> **PAGE EXCERPT**
Creating ensembles

Introduction

The goal of diseasy is to create and manipulate ensembles of disease models. This vignette will show how to create ensembles and how to use them to make predictions.

Configuration of the models

Different models needs varying amount of configuration before they can enter into an ensemble. To include a model template in your ensemble, you would need to consult the documentation for the template to determine the steps needed to configure models from that template.

In this vignette, we create ensembles using the DiseasyModelG0 and DiseasyModelG1 templates which are nearly configuration free.

Observables module

All model template requires a configured observables module.

To configure this module we must:

Specify the source of the data (i.e. which diseasystore to use). For this example, we will use the example data bundled with the package (?DiseasystoreSeirExample)
Specify a data base connection. diseasystore requires us to connect to a data base to store features in. For this example, we will use an in-memory SQLite data base.
Specify the last_queryable_date for the observables module. This date determine which data the models can “see”, i.e. inform the ensemble, while everything after this date is kept from the ensemble.

observables <- DiseasyObservables$new(
  diseasystore = DiseasystoreSeirExample,
  conn = DBI::dbConnect(RSQLite::SQLite())
)

observables$set_last_queryable_date(
  observables$ds$max_end_date - lubridate::days(50)
)

With the functional modules configured, we can now use the combineasy() function to create an ensemble.

This function takes three arguments:

model_templates: A list of model templates to use in the ensemble.
modules: A combination of functional modules to load into each model template
parameters: A combination of model parameters to load into each model template

All combinations of these three arguments are used to construct the ensemble, which means that the size of the ensemble can rapidly increase.

> **EXCERPTED DATA**

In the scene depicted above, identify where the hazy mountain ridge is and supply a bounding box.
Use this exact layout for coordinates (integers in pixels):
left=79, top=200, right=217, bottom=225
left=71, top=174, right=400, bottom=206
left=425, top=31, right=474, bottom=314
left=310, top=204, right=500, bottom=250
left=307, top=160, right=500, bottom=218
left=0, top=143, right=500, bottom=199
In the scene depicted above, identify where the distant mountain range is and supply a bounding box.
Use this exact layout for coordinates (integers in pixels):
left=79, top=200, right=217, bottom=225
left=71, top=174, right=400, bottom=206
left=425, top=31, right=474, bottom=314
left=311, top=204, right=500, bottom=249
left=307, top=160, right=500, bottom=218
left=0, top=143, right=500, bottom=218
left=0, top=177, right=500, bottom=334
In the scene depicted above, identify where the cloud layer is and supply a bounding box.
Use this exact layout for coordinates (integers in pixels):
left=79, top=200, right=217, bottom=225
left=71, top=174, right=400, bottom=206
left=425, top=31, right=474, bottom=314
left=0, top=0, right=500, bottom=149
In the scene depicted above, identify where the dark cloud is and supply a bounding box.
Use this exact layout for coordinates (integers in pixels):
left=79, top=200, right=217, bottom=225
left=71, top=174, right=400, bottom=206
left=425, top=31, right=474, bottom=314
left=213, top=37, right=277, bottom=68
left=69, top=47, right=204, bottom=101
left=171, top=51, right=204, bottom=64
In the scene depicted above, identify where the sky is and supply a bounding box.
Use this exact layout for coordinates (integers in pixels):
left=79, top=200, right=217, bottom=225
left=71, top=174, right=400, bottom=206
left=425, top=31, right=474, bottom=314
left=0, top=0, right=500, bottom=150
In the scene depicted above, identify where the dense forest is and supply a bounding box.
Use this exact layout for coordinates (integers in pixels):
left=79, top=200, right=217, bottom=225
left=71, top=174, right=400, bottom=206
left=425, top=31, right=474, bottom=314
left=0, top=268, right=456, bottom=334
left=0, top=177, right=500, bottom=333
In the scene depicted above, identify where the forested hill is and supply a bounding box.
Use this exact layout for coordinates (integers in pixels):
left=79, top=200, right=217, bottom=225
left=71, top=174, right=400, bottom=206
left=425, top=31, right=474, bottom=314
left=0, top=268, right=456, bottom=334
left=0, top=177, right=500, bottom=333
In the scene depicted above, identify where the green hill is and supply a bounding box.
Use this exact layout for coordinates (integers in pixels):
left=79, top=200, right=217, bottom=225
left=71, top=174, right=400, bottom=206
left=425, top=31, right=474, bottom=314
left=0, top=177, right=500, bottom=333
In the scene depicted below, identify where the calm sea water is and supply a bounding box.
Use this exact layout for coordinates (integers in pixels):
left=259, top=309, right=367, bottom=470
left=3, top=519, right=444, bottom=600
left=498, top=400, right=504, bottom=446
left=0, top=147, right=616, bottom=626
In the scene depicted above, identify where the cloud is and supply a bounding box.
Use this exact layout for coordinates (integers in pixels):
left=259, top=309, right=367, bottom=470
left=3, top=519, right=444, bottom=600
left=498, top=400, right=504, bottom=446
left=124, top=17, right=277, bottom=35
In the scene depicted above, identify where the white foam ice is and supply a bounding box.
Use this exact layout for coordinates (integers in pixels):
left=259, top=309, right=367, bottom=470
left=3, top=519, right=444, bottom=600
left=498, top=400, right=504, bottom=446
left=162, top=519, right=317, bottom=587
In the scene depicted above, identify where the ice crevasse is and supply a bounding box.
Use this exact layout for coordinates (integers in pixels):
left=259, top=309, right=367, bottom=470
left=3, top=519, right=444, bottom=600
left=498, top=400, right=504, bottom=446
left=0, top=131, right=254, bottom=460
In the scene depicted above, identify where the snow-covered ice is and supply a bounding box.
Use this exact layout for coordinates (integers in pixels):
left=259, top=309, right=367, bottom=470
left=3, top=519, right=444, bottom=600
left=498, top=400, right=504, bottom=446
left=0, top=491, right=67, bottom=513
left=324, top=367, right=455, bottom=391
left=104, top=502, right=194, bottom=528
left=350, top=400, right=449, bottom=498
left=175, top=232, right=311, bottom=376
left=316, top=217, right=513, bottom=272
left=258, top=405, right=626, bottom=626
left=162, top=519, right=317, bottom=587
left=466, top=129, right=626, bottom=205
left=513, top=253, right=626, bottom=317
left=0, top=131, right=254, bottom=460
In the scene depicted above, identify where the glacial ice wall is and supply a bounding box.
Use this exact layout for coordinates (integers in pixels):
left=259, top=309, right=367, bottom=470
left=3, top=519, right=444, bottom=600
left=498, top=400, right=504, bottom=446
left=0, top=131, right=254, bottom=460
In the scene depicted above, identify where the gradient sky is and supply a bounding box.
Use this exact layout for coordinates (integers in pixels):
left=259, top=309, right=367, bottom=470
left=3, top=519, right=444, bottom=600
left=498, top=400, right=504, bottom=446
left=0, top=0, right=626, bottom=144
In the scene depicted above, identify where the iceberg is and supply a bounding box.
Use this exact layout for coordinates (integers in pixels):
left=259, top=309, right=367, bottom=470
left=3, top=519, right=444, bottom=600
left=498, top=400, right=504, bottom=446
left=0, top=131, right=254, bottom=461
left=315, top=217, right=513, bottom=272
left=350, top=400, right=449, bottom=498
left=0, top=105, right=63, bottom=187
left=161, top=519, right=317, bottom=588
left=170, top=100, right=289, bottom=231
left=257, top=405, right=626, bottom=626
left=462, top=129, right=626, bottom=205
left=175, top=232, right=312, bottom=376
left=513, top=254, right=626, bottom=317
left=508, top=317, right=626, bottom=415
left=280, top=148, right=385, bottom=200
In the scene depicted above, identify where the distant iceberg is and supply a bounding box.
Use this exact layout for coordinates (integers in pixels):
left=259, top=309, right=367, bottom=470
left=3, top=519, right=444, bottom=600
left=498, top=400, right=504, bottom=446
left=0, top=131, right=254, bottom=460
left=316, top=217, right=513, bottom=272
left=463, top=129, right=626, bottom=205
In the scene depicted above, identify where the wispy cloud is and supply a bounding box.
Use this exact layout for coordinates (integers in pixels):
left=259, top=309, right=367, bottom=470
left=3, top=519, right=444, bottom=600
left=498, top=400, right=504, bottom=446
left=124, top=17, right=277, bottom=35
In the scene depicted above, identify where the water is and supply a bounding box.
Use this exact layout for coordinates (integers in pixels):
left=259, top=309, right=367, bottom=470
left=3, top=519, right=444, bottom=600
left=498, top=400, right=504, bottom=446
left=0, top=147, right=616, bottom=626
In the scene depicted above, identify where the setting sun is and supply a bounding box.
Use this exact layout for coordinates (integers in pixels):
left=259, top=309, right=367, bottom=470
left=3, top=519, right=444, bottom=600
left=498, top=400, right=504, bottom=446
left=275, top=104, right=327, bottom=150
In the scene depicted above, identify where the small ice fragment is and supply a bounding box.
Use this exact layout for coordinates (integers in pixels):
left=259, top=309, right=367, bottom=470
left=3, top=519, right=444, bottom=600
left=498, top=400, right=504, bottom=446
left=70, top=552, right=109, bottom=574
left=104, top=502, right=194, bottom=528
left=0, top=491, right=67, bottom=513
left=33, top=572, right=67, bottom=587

> **AIM OF THE TASK**
Reproduce the vignette on creating ensembles in full, word for word, including its code.

> **WRITTEN SOLUTION**
Creating ensembles

Introduction

The goal of diseasy is to create and manipulate ensembles of disease models. This vignette will show how to create ensembles and how to use them to make predictions.

Configuration of the models

Different models needs varying amount of configuration before they can enter into an ensemble. To include a model template in your ensemble, you would need to consult the documentation for the template to determine the steps needed to configure models from that template.

In this vignette, we create ensembles using the DiseasyModelG0 and DiseasyModelG1 templates which are nearly configuration free.

Observables module

All model template requires a configured observables module.

To configure this module we must:

Specify the source of the data (i.e. which diseasystore to use). For this example, we will use the example data bundled with the package (?DiseasystoreSeirExample)
Specify a data base connection. diseasystore requires us to connect to a data base to store features in. For this example, we will use an in-memory SQLite data base.
Specify the last_queryable_date for the observables module. This date determine which data the models can “see”, i.e. inform the ensemble, while everything after this date is kept from the ensemble.

observables <- DiseasyObservables$new(
  diseasystore = DiseasystoreSeirExample,
  conn = DBI::dbConnect(RSQLite::SQLite())
)

observables$set_last_queryable_date(
  observables$ds$max_end_date - lubridate::days(50)
)

With the functional modules configured, we can now use the combineasy() function to create an ensemble.

This function takes three arguments:

model_templates: A list of model templates to use in the ensemble.
modules: A combination of functional modules to load into each model template
parameters: A combination of model parameters to load into each model template

All combinations of these three arguments are used to construct the ensemble, which means that the size of the ensemble can rapidly increase.